#### About this task:
Copy every line below precisely as it appears.

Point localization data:

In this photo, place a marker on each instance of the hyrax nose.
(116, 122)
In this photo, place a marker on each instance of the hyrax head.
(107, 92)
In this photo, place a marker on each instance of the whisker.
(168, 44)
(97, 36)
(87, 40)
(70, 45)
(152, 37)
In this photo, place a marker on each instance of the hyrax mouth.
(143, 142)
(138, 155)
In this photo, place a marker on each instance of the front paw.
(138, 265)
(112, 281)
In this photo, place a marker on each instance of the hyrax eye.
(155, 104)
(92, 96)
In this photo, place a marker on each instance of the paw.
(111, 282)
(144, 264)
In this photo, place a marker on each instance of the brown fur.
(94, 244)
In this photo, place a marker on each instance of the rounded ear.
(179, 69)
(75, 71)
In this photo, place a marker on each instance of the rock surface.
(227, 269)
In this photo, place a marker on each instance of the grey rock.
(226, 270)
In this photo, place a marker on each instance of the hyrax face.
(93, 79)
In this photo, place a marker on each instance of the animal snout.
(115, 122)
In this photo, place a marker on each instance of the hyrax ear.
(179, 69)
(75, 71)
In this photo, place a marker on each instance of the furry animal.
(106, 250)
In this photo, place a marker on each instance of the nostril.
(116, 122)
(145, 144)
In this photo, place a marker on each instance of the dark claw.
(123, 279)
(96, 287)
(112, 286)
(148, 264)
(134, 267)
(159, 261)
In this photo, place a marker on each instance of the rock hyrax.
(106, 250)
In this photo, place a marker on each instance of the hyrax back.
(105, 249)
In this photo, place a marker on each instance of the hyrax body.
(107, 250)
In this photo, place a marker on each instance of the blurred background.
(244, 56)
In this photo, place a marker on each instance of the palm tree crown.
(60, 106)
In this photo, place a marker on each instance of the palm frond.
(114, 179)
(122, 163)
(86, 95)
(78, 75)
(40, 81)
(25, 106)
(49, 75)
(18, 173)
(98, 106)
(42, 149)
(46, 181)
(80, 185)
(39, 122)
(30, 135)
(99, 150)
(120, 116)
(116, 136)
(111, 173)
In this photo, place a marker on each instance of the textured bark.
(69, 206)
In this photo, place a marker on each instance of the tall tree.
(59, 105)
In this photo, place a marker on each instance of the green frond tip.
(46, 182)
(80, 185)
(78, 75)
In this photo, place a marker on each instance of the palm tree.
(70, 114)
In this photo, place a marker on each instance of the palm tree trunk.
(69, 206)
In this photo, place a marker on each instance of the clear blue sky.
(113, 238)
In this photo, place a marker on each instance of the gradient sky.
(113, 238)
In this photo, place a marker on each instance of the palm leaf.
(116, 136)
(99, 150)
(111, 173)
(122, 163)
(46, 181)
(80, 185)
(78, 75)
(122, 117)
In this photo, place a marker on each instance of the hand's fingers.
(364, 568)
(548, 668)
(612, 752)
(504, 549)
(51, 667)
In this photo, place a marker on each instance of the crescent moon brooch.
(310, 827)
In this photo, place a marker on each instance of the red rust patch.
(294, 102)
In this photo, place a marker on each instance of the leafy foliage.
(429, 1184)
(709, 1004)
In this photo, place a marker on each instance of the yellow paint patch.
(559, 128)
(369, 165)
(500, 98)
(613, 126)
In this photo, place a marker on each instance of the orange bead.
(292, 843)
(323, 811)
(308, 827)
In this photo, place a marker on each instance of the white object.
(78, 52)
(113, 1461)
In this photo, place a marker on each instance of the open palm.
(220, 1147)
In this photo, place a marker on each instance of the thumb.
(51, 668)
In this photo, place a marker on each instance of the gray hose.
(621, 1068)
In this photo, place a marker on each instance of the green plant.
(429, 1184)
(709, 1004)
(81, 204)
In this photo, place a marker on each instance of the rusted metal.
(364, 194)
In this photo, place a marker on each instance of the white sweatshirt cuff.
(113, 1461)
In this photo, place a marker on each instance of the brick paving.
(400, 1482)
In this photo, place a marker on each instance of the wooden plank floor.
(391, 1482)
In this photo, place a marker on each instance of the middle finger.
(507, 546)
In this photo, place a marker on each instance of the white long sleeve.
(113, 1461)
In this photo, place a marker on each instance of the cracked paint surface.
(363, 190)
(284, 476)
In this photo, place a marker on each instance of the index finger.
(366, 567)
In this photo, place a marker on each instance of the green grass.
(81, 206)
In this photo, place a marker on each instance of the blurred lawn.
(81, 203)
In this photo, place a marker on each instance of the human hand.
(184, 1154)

#### Solution to the problem:
In this photo, place a marker on each instance of the hyrax nose.
(116, 122)
In this photo, place a marker on each instance of the hyrax head.
(107, 92)
In this photo, place a marker on each instance of the whisker.
(168, 44)
(97, 36)
(87, 40)
(70, 45)
(152, 37)
In this photo, place a marker on each instance of the hyrax mouth.
(143, 142)
(138, 155)
In this photo, place a marker on each instance of the front paw.
(138, 265)
(112, 281)
In this photo, place a marker on each instance of the hyrax eye.
(155, 104)
(92, 96)
In this photo, place a marker on each instance of the paw.
(111, 282)
(144, 264)
In this photo, place a marker on each instance of the brown fur.
(94, 244)
In this photo, place a marker on each instance of the rounded ear.
(179, 69)
(75, 71)
In this photo, place a marker on each instance of the rock surface.
(227, 269)
In this photo, place a marker on each instance of the grey rock.
(226, 270)
In this photo, place a marker on each instance of the hyrax face.
(93, 79)
In this photo, place a marker on each instance of the animal snout.
(115, 122)
In this photo, place a marker on each instance of the hyrax ear.
(179, 69)
(75, 71)
In this photo, place a marker on each instance of the furry animal.
(106, 250)
In this photo, place a marker on each instance of the nostril.
(116, 122)
(145, 144)
In this photo, place a marker on each instance of the dark claw.
(123, 279)
(96, 287)
(112, 286)
(148, 264)
(134, 267)
(159, 261)
In this photo, place a marker on each instance of the rock hyrax.
(106, 250)
In this photo, place a marker on each instance of the hyrax back.
(105, 249)
In this photo, place a marker on each instance of the hyrax body.
(107, 250)
In this photo, place a marker on each instance of the blurred background.
(244, 56)
In this photo, place a marker on each instance of the palm tree crown.
(60, 106)
In this photo, place a marker on each instance of the palm frond.
(114, 179)
(122, 163)
(86, 95)
(78, 75)
(40, 81)
(25, 106)
(49, 75)
(18, 173)
(98, 106)
(42, 149)
(46, 181)
(80, 185)
(39, 122)
(30, 135)
(99, 150)
(120, 116)
(116, 136)
(111, 173)
In this photo, place a marker on each instance of the textured bark.
(69, 206)
In this photo, place a marker on each instance of the tall tree.
(59, 105)
In this photo, place a marker on each instance of the green frond tip.
(46, 182)
(80, 185)
(78, 75)
In this photo, place a marker on each instance of the palm tree.
(70, 114)
In this photo, place a marker on each instance of the palm tree trunk.
(69, 206)
In this photo, place a marker on each instance of the clear blue sky.
(113, 238)
In this photo, place a marker on each instance of the gradient sky.
(113, 238)
In this photo, place a marker on each instance of the palm leaf.
(116, 136)
(99, 150)
(111, 173)
(122, 163)
(46, 181)
(80, 185)
(78, 75)
(122, 117)
In this photo, place a marker on each instance of the hand's fingers.
(364, 568)
(548, 668)
(612, 752)
(504, 549)
(51, 667)
In this photo, place a marker on each instance of the crescent moon brooch.
(310, 827)
In this photo, place a marker on each instance of the red rust patch.
(294, 102)
In this photo, place a marker on each instance of the leafy foliage.
(429, 1184)
(709, 1004)
In this photo, place a marker on each instance of the yellow paint patch.
(559, 128)
(369, 165)
(500, 98)
(613, 126)
In this photo, place a marker on each instance of the orange bead.
(292, 843)
(323, 811)
(308, 827)
In this photo, place a marker on each instance of the white object.
(78, 52)
(113, 1461)
In this photo, place a marker on each instance of the open palm.
(220, 1147)
In this photo, place a marker on each instance of the thumb.
(51, 668)
In this photo, place a marker on each instance of the gray hose.
(621, 1068)
In this photo, place a marker on each instance of the green plant.
(429, 1184)
(709, 1004)
(81, 204)
In this photo, place a marker on each instance of the rusted metal.
(364, 194)
In this photo, place a marker on each instance of the white sweatshirt cuff.
(113, 1461)
In this photo, place a marker on each instance of the brick paving.
(400, 1482)
In this photo, place a marker on each instance of the wooden plank floor.
(391, 1482)
In this photo, place a marker on each instance of the middle finger.
(507, 546)
In this photo, place a marker on each instance of the white long sleeve.
(113, 1461)
In this photo, place a marker on each instance of the cracked paint surface.
(363, 190)
(284, 476)
In this photo, place a marker on each instance of the index finger.
(366, 567)
In this photo, place a marker on each instance of the green grass.
(81, 206)
In this photo, place a marker on each instance of the blurred lawn.
(81, 203)
In this photo, place a marker on each instance of the human hand.
(184, 1154)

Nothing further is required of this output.